There’s an important difference between the income reported in Oxfam’s “Ripe for Change” report and research on small-scale cocoa farmers in  the world’s largest cocoa exporting country.

Authors: Tim Gore, Head of Policy for Food Justice, Oxfam International and Antonie Fountain, Managing Director, VOICE-network

Oxfam’s recent Ripe for Change report presents new research demonstrating the widespread human suffering among those working in food value chains supplying supermarkets around the world. These are issues that both Oxfam and the wider VOICE network have worked on for many years. We know that too often supermarkets have been missing at the table in collaborative efforts to address these challenges. We’re looking forward to them stepping up to the plate now.

Among the findings, the report shows that across a range of products, average earnings of small-scale farmers and workers are grossly inadequate to sustain a decent standard of living. This echoes the messages of many allies that have investigated such problems in particular commodities in great depth—including the Cocoa Barometer reports. The report helps to show that these are not isolated issues in one or two problematic supply chains, but rather systemic challenges facing the entire food retail sector.

Oxfam and VOICE know, however, that there are some important differences in the estimate presented in the Oxfam report with regard to the living income gap for small-scale cocoa farmers in Côte d’Ivoire—the world’s biggest exporter of cocoa— and other recent research studies. In short, the living income gap is very likely even larger in this sector than indicated in the Oxfam report. This blog explores the reasons for these differences and shows how the latest research on the topic can give a more accurate picture of the situation on the ground today.

■ Work to do ■
**A)** Decide whether each statement agrees with the cocoa income text. Answer yes or no for each, quoting the exact words of the text that settle it.
(i) Oxfam published the Ripe for Change report.
(ii) The text says the living income gap for small-scale cocoa farmers in Côte d’Ivoire is likely smaller than the Oxfam report shows.
(iii) Antonie Fountain is the Managing Director of VOICE-network.
**B)** Output the part of the cocoa income text that runs from "There’s an important" up to and including "cocoa exporting country.", copied with no changes.

■ Data entries ■
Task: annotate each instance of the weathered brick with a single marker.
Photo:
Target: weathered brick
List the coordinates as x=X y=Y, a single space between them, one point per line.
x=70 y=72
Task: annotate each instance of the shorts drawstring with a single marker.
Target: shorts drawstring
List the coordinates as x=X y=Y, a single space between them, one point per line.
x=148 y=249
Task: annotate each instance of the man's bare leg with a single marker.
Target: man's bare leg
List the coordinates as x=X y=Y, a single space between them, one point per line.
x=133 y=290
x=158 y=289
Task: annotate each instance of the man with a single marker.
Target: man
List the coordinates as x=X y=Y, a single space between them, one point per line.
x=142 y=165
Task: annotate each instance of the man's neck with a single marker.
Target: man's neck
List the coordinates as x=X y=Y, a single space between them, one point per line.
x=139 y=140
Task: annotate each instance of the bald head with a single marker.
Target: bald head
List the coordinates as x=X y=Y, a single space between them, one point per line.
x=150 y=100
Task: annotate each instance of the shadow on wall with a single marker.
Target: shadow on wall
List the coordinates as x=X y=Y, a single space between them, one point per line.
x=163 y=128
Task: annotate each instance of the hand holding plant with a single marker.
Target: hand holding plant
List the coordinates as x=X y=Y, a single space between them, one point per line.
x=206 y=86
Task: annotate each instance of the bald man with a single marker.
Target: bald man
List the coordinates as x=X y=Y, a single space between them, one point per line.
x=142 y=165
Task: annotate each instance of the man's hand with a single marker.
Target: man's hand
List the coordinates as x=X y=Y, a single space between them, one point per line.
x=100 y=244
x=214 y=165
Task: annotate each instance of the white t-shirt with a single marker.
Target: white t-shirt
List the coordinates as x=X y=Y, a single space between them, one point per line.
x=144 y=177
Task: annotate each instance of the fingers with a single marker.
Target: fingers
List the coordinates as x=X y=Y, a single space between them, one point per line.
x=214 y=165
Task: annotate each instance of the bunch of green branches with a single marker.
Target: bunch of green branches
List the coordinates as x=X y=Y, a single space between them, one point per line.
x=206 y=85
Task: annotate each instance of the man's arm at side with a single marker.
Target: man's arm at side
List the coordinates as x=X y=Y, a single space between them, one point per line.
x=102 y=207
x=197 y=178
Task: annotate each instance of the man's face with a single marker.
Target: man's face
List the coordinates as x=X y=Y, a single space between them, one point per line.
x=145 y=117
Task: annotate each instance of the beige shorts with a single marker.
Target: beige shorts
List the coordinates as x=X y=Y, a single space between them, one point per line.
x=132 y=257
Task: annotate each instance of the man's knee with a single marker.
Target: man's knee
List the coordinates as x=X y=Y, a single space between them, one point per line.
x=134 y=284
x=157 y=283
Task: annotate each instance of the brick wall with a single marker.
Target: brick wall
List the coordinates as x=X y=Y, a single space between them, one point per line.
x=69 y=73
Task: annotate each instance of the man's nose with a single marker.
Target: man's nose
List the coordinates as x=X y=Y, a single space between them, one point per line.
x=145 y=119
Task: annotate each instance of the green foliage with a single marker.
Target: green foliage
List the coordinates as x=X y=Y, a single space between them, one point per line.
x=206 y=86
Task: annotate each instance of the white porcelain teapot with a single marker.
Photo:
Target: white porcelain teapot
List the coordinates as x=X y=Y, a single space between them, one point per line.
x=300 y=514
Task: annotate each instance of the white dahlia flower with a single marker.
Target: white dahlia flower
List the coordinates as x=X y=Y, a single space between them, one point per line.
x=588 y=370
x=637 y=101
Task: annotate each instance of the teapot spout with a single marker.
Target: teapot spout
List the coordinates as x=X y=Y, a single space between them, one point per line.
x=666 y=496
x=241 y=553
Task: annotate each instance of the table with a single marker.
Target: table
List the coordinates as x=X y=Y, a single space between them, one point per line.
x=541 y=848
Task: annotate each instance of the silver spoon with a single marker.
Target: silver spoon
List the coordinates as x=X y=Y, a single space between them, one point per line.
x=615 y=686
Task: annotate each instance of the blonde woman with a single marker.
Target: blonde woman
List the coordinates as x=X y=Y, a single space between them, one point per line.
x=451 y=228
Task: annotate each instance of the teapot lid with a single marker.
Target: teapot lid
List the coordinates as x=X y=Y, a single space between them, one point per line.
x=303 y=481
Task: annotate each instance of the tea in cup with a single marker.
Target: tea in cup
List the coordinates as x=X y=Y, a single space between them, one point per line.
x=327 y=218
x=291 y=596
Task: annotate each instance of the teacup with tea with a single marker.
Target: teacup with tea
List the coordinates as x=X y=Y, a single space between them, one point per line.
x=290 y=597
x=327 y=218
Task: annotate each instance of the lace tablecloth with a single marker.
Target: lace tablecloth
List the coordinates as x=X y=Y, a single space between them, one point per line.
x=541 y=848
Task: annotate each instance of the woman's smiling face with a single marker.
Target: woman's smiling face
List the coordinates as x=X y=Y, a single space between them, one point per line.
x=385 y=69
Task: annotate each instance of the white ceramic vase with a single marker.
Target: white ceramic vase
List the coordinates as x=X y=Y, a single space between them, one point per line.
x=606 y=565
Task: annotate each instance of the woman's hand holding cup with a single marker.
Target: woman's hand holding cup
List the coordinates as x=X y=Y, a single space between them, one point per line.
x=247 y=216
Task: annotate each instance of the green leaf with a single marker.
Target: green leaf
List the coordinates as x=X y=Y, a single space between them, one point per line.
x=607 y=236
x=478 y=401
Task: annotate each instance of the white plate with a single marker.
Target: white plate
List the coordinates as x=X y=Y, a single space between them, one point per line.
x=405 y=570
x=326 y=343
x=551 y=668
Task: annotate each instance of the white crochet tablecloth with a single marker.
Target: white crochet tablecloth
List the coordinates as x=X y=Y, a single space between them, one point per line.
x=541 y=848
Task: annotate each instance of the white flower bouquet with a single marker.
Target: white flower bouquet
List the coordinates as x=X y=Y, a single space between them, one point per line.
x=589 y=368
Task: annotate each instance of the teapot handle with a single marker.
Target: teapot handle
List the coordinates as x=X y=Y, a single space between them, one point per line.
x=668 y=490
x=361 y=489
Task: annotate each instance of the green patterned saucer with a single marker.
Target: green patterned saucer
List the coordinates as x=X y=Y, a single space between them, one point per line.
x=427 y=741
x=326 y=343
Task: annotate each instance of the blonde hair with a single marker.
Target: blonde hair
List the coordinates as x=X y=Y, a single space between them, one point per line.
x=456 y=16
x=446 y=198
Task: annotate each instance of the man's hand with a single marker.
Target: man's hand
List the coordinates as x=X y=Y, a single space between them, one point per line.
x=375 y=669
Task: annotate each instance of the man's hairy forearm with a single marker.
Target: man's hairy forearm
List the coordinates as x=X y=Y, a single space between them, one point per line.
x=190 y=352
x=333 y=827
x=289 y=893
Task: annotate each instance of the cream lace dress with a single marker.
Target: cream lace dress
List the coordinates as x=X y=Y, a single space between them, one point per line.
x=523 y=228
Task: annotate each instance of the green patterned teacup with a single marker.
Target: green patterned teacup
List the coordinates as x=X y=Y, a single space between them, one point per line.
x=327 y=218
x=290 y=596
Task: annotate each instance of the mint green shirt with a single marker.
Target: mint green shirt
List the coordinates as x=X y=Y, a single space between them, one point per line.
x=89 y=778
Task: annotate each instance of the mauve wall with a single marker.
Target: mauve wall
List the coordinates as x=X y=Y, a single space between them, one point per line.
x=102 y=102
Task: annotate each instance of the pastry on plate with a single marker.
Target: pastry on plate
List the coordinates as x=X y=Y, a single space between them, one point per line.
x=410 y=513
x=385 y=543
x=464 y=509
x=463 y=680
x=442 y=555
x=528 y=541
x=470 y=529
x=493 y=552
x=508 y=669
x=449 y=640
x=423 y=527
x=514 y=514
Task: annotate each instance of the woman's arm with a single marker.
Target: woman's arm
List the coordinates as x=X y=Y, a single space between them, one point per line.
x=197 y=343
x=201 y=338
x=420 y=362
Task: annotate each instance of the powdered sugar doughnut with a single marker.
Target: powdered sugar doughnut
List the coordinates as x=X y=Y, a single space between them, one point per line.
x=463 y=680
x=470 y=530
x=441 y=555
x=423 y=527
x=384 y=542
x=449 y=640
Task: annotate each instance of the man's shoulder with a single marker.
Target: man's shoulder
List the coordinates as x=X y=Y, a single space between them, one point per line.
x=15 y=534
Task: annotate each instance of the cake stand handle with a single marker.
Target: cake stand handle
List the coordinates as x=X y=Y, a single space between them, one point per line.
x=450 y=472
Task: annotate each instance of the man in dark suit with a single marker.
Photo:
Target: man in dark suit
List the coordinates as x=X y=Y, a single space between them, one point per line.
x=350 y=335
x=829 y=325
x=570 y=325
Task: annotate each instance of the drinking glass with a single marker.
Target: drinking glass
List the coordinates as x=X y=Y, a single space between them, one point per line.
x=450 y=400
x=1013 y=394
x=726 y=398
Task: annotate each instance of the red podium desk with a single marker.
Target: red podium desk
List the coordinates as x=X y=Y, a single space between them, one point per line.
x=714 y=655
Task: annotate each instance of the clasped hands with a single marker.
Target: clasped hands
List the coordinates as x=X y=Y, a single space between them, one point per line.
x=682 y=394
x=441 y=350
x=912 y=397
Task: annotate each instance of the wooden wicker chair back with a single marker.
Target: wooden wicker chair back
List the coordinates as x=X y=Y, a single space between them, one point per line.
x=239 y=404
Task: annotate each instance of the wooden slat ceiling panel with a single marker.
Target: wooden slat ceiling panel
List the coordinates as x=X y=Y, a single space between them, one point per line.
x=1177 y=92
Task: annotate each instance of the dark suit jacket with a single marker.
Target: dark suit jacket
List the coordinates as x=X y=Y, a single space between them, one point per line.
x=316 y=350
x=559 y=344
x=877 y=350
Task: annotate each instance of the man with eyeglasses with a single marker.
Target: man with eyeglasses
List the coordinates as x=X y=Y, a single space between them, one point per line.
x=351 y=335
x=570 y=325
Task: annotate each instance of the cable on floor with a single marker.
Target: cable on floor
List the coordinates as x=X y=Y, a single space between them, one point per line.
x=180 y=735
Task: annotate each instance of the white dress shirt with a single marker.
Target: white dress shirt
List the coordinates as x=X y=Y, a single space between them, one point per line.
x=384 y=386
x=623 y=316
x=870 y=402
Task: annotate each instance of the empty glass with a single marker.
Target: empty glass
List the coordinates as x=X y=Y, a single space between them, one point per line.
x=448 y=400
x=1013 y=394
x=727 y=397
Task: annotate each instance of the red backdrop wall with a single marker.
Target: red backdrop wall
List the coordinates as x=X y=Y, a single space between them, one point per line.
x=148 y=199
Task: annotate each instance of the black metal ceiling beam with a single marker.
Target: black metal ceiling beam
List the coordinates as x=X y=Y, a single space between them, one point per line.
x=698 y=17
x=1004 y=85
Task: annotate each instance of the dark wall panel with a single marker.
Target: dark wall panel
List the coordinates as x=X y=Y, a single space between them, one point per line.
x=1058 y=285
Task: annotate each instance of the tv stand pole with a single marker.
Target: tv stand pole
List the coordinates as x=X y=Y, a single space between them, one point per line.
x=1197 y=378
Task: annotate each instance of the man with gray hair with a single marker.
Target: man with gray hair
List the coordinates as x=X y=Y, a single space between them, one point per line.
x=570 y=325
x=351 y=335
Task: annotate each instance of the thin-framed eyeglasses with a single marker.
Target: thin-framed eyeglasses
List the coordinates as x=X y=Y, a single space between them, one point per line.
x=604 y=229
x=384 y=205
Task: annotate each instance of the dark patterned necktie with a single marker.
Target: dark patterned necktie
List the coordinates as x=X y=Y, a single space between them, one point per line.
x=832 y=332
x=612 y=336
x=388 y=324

■ Expected outputs ■
**A)**
(i) Yes: "Oxfam’s recent Ripe for Change report"
(ii) No: "the living income gap is very likely even larger in this sector than indicated in the Oxfam report"
(iii) Yes: "Antonie Fountain, Managing Director, VOICE-network"

**B)**
There’s an important difference between the income reported in Oxfam’s “Ripe for Change” report and research on small-scale cocoa farmers in  the world’s largest cocoa exporting country.